> _WORK ITEM_:
Copy out the lines of the material that include the string "hair".

───── DATA PROVIDED

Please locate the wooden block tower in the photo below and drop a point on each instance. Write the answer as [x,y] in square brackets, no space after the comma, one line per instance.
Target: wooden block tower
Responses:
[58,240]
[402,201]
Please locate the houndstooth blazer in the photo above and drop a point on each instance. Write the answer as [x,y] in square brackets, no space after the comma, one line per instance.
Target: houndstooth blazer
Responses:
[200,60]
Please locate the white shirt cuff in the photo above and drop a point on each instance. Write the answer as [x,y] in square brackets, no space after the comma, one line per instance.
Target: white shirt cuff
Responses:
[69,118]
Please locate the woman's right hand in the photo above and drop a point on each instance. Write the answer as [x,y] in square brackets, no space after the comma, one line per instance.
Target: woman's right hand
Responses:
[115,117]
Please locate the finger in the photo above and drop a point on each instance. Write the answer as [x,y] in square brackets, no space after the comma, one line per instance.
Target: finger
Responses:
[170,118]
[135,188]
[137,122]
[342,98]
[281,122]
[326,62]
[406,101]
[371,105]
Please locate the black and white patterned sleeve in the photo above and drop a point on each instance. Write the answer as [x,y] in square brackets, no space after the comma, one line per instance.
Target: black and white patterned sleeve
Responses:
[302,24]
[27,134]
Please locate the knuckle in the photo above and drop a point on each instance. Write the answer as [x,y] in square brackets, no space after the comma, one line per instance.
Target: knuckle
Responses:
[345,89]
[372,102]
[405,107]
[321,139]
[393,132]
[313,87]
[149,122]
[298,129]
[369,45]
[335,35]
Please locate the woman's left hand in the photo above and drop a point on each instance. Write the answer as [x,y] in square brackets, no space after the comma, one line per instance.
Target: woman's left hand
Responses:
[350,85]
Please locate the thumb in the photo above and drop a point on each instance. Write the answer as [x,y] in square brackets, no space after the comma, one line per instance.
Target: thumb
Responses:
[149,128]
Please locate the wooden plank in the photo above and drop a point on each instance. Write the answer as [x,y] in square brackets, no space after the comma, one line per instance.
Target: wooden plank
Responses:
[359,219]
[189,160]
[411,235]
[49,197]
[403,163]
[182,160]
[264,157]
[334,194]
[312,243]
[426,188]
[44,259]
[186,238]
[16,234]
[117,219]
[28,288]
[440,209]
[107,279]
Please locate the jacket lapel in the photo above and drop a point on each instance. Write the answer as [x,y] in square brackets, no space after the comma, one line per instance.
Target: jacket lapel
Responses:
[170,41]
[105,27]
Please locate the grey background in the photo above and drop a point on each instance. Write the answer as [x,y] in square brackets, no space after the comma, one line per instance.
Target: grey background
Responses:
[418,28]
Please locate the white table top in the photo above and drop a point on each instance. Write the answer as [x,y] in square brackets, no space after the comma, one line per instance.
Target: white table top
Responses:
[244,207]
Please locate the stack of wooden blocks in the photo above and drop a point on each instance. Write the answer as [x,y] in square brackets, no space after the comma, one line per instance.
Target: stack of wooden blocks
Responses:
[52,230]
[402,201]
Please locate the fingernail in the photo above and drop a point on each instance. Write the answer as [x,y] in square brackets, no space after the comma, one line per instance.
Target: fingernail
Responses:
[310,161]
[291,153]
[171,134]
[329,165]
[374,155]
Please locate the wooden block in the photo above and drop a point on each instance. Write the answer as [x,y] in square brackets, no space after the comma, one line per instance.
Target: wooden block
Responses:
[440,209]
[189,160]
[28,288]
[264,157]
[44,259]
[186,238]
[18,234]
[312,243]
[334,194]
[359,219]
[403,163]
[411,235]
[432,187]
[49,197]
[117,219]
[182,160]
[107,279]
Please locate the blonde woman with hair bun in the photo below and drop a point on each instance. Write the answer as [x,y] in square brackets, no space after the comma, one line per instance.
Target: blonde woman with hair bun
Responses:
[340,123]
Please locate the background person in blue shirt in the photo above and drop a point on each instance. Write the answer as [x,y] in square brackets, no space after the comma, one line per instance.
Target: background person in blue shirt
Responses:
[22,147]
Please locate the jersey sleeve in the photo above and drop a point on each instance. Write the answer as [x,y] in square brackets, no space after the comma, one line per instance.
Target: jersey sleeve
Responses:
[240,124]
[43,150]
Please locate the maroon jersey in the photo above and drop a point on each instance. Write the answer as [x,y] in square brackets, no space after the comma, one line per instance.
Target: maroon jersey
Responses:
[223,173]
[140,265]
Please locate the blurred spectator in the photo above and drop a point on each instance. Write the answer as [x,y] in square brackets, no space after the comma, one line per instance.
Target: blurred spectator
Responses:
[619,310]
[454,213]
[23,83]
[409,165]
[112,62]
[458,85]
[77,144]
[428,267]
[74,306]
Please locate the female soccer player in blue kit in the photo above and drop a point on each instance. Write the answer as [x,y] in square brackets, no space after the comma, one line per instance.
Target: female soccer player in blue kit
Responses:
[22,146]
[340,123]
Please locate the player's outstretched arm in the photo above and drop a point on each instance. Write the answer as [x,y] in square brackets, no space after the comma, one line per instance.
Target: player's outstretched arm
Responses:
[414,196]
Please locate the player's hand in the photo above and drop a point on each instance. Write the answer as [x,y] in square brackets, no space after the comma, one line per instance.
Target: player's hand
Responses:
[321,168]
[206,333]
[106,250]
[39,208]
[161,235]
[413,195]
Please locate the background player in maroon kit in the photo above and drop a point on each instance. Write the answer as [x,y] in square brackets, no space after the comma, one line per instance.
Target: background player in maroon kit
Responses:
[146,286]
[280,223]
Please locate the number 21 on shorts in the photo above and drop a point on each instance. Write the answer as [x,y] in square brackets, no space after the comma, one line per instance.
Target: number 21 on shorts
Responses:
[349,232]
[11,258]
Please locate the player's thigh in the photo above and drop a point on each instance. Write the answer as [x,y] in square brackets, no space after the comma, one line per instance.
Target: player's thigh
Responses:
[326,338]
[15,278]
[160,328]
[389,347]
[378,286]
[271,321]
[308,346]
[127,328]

──────────

> _RESPONSE_:
Please locate the blonde woman with hair bun in the photo below and drop a point on each instance. Write the answer as [x,y] in square brackets, no space after the comma, one line per instance.
Target: blonde woman with hair bun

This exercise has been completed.